_How to complete this task_. Reproduce the records that follow exactly as they appear.

[Records from a data source]

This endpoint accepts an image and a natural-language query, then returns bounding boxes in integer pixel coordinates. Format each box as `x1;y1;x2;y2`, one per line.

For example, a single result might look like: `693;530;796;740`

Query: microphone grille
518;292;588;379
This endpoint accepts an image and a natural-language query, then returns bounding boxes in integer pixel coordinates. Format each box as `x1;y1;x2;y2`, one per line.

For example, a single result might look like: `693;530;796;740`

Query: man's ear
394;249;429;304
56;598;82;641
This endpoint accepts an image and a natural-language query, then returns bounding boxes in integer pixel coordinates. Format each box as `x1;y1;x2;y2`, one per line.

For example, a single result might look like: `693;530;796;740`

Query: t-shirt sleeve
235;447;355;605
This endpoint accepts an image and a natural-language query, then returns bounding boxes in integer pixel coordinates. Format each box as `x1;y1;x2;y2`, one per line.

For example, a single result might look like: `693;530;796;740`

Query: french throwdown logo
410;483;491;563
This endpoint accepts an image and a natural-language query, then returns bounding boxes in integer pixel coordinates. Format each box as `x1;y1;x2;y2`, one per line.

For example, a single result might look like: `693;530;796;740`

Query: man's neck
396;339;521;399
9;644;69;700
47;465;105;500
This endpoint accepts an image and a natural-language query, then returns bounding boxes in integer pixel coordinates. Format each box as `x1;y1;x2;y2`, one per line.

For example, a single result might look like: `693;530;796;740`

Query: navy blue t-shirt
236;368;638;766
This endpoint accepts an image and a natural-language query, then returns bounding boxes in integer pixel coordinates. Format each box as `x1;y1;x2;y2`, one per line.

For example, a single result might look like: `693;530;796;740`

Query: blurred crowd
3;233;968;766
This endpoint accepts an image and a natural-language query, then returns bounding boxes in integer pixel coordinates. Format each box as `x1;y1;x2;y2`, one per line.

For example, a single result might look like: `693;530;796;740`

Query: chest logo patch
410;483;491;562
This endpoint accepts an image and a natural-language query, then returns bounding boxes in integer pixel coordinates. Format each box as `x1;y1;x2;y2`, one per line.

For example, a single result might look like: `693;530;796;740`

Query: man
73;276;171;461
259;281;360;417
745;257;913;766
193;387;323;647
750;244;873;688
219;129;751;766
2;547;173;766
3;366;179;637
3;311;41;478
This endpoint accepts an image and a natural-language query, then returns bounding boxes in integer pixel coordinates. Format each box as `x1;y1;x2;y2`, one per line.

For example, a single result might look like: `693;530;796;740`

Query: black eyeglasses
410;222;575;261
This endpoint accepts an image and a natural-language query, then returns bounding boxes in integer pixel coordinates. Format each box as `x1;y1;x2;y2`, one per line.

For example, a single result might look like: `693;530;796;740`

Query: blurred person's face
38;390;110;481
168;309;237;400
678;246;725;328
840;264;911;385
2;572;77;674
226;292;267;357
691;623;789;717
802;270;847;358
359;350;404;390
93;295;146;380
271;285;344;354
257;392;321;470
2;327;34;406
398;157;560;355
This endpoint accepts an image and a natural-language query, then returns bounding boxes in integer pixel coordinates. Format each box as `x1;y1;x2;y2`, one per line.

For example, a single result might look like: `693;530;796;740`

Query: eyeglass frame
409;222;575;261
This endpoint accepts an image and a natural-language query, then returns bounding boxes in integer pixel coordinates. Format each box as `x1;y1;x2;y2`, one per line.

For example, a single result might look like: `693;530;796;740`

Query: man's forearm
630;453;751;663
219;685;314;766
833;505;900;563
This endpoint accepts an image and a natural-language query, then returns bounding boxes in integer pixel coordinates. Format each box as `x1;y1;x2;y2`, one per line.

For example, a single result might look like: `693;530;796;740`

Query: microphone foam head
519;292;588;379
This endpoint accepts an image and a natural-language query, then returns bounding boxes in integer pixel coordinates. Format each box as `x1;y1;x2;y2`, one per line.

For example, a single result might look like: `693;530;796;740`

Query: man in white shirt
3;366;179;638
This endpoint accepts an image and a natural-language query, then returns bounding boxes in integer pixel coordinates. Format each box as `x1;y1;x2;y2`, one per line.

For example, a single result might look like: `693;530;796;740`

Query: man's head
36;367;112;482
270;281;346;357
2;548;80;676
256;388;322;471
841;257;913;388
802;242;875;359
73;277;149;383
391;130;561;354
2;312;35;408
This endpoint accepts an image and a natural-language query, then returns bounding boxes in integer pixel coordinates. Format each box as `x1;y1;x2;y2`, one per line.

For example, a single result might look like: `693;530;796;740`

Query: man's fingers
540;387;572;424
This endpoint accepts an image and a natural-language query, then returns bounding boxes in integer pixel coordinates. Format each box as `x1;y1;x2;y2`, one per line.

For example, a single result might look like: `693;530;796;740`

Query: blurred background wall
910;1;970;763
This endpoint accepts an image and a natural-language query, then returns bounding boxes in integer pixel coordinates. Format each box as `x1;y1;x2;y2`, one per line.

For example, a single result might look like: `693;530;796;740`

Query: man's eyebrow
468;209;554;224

_Exercise answer_.
This endpoint accepts an image and a natural-language query, then returns bounding boxes in integer pixel coordinates. Format each box as `x1;y1;x2;y2`, one per line.

For example, a single result might look like: `693;530;796;740`

Query: microphone grille
518;292;588;379
This endpoint accepts an image and a natural-language query, then returns bounding boxes in integer pixel coordinates. Format each box as `x1;y1;x2;y2`, one per line.

For example, a single result might look like: `693;530;796;740`

Query: man's ear
394;249;429;304
56;598;82;641
This endpoint accepts an image and a natural-language query, then returns bounding boxes in integer pixel coordinates. Format each box as `x1;y1;x2;y2`, one per line.

For example, a single result might look like: `693;530;796;740`

Query: t-shirt sleeve
235;447;355;605
This endpoint accepts an image and a natural-language query, then returns bounding boxes in integer pixel coordinates. Format each box as `x1;y1;x2;y2`, one per line.

For example, a single result might look like: `693;530;796;740`

Query: french throwdown logo
410;483;491;563
This endpoint accepts an image and a natural-language query, then returns bounding boxes in integer pixel coordinates. Format each box as `x1;y1;x2;y2`, one per line.

For example, a single result might look like: `693;530;796;740`

Query: man's neck
396;339;521;399
9;644;69;700
47;465;105;500
This endpoint accepts an image and a natural-language query, then returns bounding boxes in integer pixel coordinates. Format each box as `x1;y1;x2;y2`, one per line.

For example, a single result might look like: `693;530;796;740`

Query: navy blue t-shirt
236;368;638;766
This endpoint accepts an image and a natural-language query, then returns bounding boxes in integer pixel coordinates. Format each box as `x1;y1;x2;y2`, one per line.

For example, a single result might look like: `693;530;796;740`

Query: blurred crowd
3;233;968;766
This endpoint accepts an image and a natural-language query, then returns bounding boxes in integer pixel coordinates. Format each box as `x1;y1;x2;y2`, one per line.

For example, a single result might look like: `693;530;796;740`

Query: chest logo patch
410;483;491;562
This endpoint accepts an image and a natural-language query, then returns bounding boxes in integer pixel coordinates. Format each box as `x1;y1;x2;y2`, one per line.

For example, a single result might look like: `693;530;796;740`

Query: man
73;276;171;461
259;281;360;417
745;257;913;766
193;387;323;647
750;244;873;688
219;129;751;766
2;547;173;766
3;366;179;637
3;311;41;478
This endpoint accepts an image and a natural-language query, then returns bounding boxes in integer pixel coordinates. Format each box as `x1;y1;x2;y2`, one per line.

For example, a single result might look like: `693;530;796;740`

Query: black eyeglasses
410;222;575;261
This endpoint accepts an image and a natural-language query, then returns bounding boxes in integer pixel coordinates. Format each box as `x1;y1;x2;y2`, one per line.

For example, a single result might look like: `693;530;796;740`

Query: blurred person's face
38;390;110;481
168;309;237;400
678;246;725;328
840;264;911;385
2;572;77;674
226;292;267;357
691;623;789;717
802;270;847;358
359;350;404;390
93;295;146;380
271;285;344;354
257;392;321;470
2;327;34;406
398;157;560;355
This endpoint accepts an image and a natural-language query, then returns bounding boxes in integer pixel coordinates. Format each box as `x1;y1;x2;y2`, one per line.

For example, a single result might look like: `693;530;796;740`

Query: eyeglass frame
409;222;575;261
This endpoint accepts an image and a natural-language query, then returns bounding boxes in integer pixel coordinates. Format each box as `x1;y1;x2;y2`, one per line.

For example, a single result might look like: `693;530;796;740`

Query: man's forearm
630;453;751;663
219;685;314;766
833;505;900;563
This endpoint accepts an image and a natural-language query, then returns bounding boxes in integer pixel coordinates. Format each box as `x1;y1;x2;y2`, one per line.

For example, a single result might look like: `693;530;796;740`

Query: microphone foam head
519;292;588;379
This endpoint accepts an image and a natural-language query, then returns bounding boxes in integer pixel coordinates. Format each box as `x1;y1;x2;y2`, one per line.

For example, a single result might look like: `693;530;796;740`

Query: man in white shirt
3;366;179;638
This endpoint accepts an image and a natural-language query, then returns bounding boxes in integer pixel coordinates. Format each box as `x1;y1;x2;y2`, one per line.

For example, a single result might look like: `693;530;796;740`

Query: man's head
36;367;112;482
270;281;346;357
2;548;80;676
256;388;322;471
841;257;913;388
802;242;875;359
73;277;149;383
391;130;561;354
2;312;35;408
This endpoint accepts an image and a natural-language query, then returns bounding boxes in integer pixel coordinates. Format each box as `x1;y1;x2;y2`, one per line.

For example, a single result might look like: `693;530;796;740`

Query: man's fingers
540;387;572;424
This endpoint accepts an image and a natural-language query, then returns bounding boxes in integer pixel coordinates. Format each box as `x1;y1;x2;y2`, one per line.

For example, a single result might look like: `693;530;796;740`

Query: blurred background wall
910;1;970;763
This endpoint accepts an image and a natural-language query, then returns bounding boxes in integer pixel coordinates. Format each box as `x1;y1;x2;y2`, one per line.

For example, a single result might look like: `693;530;796;740`

Query: man's eyebrow
468;209;554;224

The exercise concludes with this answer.